● **WHAT YOU SHOULD DO**: Write out the whole listing, matching it exactly.

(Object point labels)
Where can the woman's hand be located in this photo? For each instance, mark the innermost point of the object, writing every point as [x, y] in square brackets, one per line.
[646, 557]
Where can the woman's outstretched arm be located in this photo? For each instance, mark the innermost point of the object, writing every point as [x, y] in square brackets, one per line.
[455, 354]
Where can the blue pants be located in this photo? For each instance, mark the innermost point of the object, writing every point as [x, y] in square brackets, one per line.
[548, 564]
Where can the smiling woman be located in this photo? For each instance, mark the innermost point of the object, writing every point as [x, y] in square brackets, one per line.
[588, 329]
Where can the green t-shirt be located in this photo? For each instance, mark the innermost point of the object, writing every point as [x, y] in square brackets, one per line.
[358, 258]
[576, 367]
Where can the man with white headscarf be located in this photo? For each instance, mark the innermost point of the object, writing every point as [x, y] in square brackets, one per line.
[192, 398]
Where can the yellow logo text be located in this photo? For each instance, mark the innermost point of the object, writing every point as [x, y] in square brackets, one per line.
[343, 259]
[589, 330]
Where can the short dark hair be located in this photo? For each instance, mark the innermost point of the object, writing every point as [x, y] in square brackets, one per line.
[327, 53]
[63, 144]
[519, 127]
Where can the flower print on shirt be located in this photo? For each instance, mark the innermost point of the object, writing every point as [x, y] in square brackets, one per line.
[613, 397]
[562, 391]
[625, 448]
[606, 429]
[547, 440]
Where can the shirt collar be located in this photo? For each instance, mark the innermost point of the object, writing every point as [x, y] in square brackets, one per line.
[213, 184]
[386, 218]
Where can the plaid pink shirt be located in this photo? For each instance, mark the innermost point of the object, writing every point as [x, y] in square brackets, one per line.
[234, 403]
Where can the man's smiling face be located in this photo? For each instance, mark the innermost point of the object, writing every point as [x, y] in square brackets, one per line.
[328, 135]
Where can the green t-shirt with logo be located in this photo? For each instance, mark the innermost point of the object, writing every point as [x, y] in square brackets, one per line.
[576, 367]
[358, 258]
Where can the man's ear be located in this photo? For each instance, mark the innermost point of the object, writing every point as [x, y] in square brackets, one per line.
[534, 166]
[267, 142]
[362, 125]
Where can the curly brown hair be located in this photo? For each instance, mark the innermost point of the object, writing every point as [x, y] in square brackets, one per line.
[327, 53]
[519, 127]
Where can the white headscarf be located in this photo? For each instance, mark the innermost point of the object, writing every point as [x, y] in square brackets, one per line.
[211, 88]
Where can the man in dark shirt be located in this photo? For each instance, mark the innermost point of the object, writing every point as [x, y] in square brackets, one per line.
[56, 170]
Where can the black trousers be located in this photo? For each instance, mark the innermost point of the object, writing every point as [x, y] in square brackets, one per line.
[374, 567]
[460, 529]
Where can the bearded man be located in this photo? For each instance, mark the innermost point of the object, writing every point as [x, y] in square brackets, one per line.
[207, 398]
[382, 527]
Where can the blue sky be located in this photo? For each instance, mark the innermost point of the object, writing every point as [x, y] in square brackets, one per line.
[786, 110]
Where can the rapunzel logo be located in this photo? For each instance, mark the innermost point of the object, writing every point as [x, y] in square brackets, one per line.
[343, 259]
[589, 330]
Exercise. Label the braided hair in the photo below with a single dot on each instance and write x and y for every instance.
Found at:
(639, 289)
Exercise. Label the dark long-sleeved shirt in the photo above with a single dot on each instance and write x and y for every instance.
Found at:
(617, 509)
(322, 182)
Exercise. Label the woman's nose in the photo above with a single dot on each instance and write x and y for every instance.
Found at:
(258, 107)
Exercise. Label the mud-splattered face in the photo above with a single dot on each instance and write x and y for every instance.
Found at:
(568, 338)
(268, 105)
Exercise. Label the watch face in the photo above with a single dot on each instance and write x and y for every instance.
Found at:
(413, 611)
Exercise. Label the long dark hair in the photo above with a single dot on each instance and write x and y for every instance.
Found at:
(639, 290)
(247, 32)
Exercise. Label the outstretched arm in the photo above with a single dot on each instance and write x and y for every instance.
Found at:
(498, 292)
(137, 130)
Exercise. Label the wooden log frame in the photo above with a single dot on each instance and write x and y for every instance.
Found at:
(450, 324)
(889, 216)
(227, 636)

● **EXERCISE OUTPUT**:
Where can the woman's hand be located in this photo? For each instance, mark the innermost point of the object, writing every point as [x, y] in square brackets, one per line.
[646, 557]
Where can the woman's outstretched arm be located in this photo? For each instance, mark the innermost point of the object, writing every point as [x, y] in square brackets, one per line.
[455, 354]
Where can the blue pants be located in this photo? For each instance, mark the innermost point of the object, writing every point as [x, y] in square brackets, one per line.
[548, 564]
Where can the smiling woman be located in this photo? For each instance, mark the innermost point of the object, writing every point as [x, y] in square brackets, one per line.
[588, 329]
Where can the green t-shirt be located in this photo? For each instance, mark the innermost point of the object, writing every point as [x, y] in square brackets, one per line.
[358, 258]
[576, 367]
Where can the man with white headscarf be located in this photo? For each instance, mark the innermost point of the object, writing every point as [x, y] in square brackets, one per line.
[192, 398]
Where can the yellow logo text be located in this photo? For each instance, mark the innermost point of the object, writing every point as [x, y] in square brackets, one per line.
[343, 259]
[589, 330]
Where can the short dark hair be located in this photo? For each instance, mark the innermost point of the object, writing every point as [x, y] in square brackets, one per line.
[327, 53]
[63, 144]
[519, 127]
Where can the flower print on shirt be located in this photo? For each instance, mark the innermost point of the object, writing every point as [x, y] in square brackets, one per line.
[613, 397]
[562, 391]
[625, 448]
[606, 429]
[547, 440]
Where can the shirt collar be located in this photo? For each instance, mark the innermost point of the object, writing every point as [x, y] in square brackets, one per line.
[213, 184]
[386, 218]
Where can the plaid pink shirt be located in this photo? For each instance, mark the innermost point of the object, writing every point as [x, y] in square brackets, one per line.
[234, 403]
Where can the man's smiling face be located in this photo? For each instance, mark the innermost point of the object, writing every point as [x, y] in square brackets, one per line.
[328, 135]
Where can the green t-shirt with logo be located in this photo? For each instance, mark the innermost point of the object, writing every point as [x, y] in square brackets, one per line.
[576, 367]
[358, 258]
Where can the man's ear be located in this photo? For each instance, mark the innermost point of the object, writing every point as [x, y] in square brackets, one per line.
[534, 166]
[267, 142]
[362, 125]
Where can the curly brown hair be located in this photo? For each instance, mark the innermost point of the object, writing every point as [x, y] in square brackets, one per line.
[327, 53]
[519, 127]
Where can the white headscarf be located in this photo? For each instance, mark the innermost point of the object, writing every point as [x, y] in square brackets, one per line.
[211, 88]
Where can the man in dark shirt be located in this photo? For each instance, mark the innermost point of the object, writing every point as [x, y] in square brackets, one per line.
[56, 170]
Where can the black trousers be located in this photo? For each instance, mark the innermost point of the object, writing every point as [x, y] in square brackets, one per line.
[374, 567]
[460, 529]
Where can the bearded man be located in this photo? For each instance, mark the innermost point of the object, writing every point as [x, y] in square brackets, one per line.
[207, 398]
[382, 527]
Where can the blue sky be located in this photo? For each instance, mark the innermost point of the object, writing every point as [x, y] in square brackets, one per line.
[786, 110]
Where can the rapunzel logo be located in this photo? For each instance, mark the innermost point of the object, writing every point as [x, y] in square brackets, one per line.
[343, 259]
[589, 330]
Exercise. Label the braided hair in the photo below with a single dot on each instance and write x and y for every instance.
Found at:
(639, 289)
Exercise. Label the dark long-sleeved shirt in the photo above with a single dot on each instance and write x and y for every instance.
Found at:
(617, 509)
(322, 182)
Exercise. Label the woman's nose in the photo above with a single dot on each instance and write x and y for every instance.
Found at:
(258, 107)
Exercise. Label the mud-splattered face in the photo above with a single dot on each instance and write x and y for every instance.
Found at:
(568, 338)
(268, 105)
Exercise. Label the watch face in the photo above with a single dot on each instance and write x and y for every instance.
Found at:
(413, 611)
Exercise. Label the long dark hair in the photo above with a single dot on each instance and write x and y for every instance.
Found at:
(639, 290)
(247, 32)
Exercise. Label the outstretched arm in the photo above with a single dot on each instance and write x and y for every instance.
Found at:
(498, 292)
(137, 130)
Exercise. Label the wooden log frame in the photo above with a single dot on each instance and write x and y for every instance.
Found at:
(450, 324)
(889, 216)
(227, 636)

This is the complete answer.